== Segment start ==

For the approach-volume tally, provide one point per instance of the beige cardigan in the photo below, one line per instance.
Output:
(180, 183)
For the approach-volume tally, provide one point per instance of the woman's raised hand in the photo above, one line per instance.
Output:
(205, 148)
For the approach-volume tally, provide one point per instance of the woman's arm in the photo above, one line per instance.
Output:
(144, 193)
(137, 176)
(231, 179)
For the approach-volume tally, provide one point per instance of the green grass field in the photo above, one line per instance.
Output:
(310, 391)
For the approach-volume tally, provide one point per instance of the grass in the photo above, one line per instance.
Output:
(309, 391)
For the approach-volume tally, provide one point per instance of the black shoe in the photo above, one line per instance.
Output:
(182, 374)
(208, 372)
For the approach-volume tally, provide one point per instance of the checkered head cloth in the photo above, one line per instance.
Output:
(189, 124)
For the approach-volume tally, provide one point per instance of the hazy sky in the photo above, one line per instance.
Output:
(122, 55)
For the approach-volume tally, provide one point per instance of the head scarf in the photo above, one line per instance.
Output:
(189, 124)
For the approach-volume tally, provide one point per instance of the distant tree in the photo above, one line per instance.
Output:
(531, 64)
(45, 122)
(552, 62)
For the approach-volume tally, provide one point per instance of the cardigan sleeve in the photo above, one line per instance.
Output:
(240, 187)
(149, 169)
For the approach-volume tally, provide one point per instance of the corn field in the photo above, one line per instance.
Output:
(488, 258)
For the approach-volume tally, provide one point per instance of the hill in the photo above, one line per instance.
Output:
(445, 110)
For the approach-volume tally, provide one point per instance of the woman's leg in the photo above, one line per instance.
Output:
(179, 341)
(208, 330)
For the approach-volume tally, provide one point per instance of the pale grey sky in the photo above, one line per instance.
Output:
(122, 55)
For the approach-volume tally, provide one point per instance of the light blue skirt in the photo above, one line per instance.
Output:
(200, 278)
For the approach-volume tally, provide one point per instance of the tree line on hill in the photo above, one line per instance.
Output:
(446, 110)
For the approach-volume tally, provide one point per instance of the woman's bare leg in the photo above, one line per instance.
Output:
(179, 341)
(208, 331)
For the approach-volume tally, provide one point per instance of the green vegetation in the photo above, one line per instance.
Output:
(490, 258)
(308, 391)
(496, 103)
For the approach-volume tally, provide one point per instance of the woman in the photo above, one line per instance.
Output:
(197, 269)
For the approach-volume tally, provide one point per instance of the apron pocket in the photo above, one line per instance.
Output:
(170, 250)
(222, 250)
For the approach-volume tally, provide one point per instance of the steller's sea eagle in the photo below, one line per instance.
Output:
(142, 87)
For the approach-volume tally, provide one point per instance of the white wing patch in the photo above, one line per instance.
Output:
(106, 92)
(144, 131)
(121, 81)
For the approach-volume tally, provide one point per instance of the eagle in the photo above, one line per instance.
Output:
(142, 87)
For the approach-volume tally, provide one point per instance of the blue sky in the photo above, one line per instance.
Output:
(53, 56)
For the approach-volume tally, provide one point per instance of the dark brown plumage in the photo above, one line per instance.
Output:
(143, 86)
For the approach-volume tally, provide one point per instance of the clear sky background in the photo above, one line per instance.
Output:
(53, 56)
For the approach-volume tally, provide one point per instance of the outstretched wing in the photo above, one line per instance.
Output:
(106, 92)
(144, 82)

== Segment end ==

* PROMPT
Go line by line through the data above and report each one that holds the string "wing".

* ANSWER BOX
For the approach-volume tally, provide one point per instance of the white wing patch in the photo above, one line per instance.
For the approach-volume tally, provide one point per instance of the outstretched wing in the photo above, one line per instance.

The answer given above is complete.